* **WORK TO COMPLETE**
I need the lines below from the one with "positive clicks: (358, 272)" down to the one with "positive clicks: (268, 19)" reproduced exactly, both ends included, and nothing else.

* **TASK MATERIAL**

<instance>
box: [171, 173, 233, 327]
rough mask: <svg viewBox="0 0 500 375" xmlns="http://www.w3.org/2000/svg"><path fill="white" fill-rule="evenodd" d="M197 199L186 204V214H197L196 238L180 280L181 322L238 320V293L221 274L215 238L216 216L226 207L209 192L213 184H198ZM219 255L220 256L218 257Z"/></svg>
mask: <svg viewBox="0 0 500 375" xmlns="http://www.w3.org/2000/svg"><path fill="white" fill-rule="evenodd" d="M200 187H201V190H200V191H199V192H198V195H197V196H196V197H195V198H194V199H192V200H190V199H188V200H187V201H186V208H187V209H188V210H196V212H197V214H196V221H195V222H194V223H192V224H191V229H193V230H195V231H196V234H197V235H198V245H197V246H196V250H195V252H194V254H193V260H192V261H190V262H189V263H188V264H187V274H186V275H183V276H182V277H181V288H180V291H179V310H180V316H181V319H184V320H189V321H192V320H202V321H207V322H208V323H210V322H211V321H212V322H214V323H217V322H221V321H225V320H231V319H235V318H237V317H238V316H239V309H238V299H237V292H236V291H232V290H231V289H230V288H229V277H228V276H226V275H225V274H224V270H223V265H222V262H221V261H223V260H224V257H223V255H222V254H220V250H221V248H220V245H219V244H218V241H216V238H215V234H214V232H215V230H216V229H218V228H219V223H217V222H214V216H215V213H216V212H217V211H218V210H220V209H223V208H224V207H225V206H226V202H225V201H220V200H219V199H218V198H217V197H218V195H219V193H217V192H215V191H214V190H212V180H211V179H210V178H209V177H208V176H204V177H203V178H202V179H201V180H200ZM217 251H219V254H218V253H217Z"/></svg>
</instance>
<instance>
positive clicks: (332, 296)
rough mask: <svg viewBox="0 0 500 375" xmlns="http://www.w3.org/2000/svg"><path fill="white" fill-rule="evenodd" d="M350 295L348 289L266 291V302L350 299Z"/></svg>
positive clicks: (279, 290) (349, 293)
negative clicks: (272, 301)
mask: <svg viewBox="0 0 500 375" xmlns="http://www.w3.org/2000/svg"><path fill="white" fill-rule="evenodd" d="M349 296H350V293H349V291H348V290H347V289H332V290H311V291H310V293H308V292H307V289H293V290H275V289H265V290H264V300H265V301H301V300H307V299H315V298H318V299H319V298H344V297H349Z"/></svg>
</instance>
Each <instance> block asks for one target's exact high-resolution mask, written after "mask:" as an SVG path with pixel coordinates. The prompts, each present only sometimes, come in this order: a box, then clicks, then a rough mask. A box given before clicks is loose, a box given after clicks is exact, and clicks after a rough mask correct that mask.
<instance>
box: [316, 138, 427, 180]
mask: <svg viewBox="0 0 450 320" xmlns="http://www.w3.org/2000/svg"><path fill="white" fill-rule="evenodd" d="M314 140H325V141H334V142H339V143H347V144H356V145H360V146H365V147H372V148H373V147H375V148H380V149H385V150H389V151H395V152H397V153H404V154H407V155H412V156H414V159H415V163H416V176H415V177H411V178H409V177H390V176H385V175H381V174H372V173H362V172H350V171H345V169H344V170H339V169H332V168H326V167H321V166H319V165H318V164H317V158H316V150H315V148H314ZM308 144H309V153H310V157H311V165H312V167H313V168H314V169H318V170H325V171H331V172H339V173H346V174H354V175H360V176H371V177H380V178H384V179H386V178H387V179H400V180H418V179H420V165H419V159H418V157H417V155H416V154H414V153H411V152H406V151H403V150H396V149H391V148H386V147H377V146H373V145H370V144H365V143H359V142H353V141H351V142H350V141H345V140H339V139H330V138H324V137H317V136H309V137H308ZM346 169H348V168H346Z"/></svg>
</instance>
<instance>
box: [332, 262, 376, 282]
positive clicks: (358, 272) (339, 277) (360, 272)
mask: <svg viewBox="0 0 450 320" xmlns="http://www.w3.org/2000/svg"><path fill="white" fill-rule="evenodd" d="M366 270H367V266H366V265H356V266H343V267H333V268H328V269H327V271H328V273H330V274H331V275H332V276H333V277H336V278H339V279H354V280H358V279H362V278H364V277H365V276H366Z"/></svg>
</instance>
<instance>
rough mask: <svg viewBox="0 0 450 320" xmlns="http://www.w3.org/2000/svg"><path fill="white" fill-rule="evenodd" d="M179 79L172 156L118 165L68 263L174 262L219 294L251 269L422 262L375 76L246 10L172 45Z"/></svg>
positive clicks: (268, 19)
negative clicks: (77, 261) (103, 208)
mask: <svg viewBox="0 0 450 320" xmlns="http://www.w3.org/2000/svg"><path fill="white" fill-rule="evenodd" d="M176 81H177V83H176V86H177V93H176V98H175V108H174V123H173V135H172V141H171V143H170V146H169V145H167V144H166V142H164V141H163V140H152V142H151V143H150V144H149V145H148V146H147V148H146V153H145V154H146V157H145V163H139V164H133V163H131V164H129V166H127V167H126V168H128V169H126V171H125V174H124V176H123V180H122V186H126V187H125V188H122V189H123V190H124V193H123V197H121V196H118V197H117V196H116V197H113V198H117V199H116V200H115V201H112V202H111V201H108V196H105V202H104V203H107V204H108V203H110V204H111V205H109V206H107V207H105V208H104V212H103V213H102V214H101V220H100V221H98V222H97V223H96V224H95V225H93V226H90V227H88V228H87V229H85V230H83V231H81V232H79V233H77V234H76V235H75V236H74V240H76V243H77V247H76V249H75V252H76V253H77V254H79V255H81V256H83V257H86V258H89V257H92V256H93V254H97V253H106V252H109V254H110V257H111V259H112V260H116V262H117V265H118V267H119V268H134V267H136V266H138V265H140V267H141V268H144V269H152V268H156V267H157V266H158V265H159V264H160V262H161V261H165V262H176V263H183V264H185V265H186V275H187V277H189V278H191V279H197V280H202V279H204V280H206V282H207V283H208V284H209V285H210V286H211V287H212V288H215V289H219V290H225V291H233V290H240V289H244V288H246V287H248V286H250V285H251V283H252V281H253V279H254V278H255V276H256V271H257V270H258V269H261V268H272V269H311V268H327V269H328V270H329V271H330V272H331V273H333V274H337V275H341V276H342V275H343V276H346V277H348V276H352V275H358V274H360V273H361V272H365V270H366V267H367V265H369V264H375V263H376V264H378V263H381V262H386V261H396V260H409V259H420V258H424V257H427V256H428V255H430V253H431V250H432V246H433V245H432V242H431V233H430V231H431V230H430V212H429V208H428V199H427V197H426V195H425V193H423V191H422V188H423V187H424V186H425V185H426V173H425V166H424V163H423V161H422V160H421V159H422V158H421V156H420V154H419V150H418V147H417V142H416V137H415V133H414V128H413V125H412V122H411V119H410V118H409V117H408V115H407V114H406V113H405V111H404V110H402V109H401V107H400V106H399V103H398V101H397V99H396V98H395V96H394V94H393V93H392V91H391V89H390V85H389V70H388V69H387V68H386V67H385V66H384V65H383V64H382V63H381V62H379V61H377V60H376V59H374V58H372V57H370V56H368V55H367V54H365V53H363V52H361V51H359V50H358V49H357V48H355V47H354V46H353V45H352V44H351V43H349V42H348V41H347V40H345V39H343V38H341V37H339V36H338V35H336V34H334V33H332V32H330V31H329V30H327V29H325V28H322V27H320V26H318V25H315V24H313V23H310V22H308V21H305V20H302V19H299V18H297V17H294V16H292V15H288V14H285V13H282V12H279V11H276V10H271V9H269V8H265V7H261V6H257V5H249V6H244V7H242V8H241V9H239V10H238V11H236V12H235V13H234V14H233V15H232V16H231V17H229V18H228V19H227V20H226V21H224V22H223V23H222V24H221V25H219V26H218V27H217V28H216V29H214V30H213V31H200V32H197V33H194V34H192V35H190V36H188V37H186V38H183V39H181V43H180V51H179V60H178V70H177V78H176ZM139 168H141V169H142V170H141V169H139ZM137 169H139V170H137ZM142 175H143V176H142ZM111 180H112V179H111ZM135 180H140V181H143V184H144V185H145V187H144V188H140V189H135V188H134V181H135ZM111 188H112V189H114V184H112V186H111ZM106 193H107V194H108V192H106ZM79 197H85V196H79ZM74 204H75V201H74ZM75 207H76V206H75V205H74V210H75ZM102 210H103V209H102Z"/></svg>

* **COMPLETED TASK**
positive clicks: (358, 272) (339, 277) (360, 272)
mask: <svg viewBox="0 0 450 320" xmlns="http://www.w3.org/2000/svg"><path fill="white" fill-rule="evenodd" d="M366 270H367V266H366V265H356V266H343V267H333V268H328V269H327V271H328V273H330V274H331V275H332V276H333V277H336V278H339V279H354V280H358V279H362V278H364V277H365V276H366Z"/></svg>
</instance>
<instance>
rough mask: <svg viewBox="0 0 450 320" xmlns="http://www.w3.org/2000/svg"><path fill="white" fill-rule="evenodd" d="M179 79L172 156L118 165L68 263L174 262L219 294L251 269L422 262L375 76L246 10L172 45Z"/></svg>
positive clicks: (268, 19)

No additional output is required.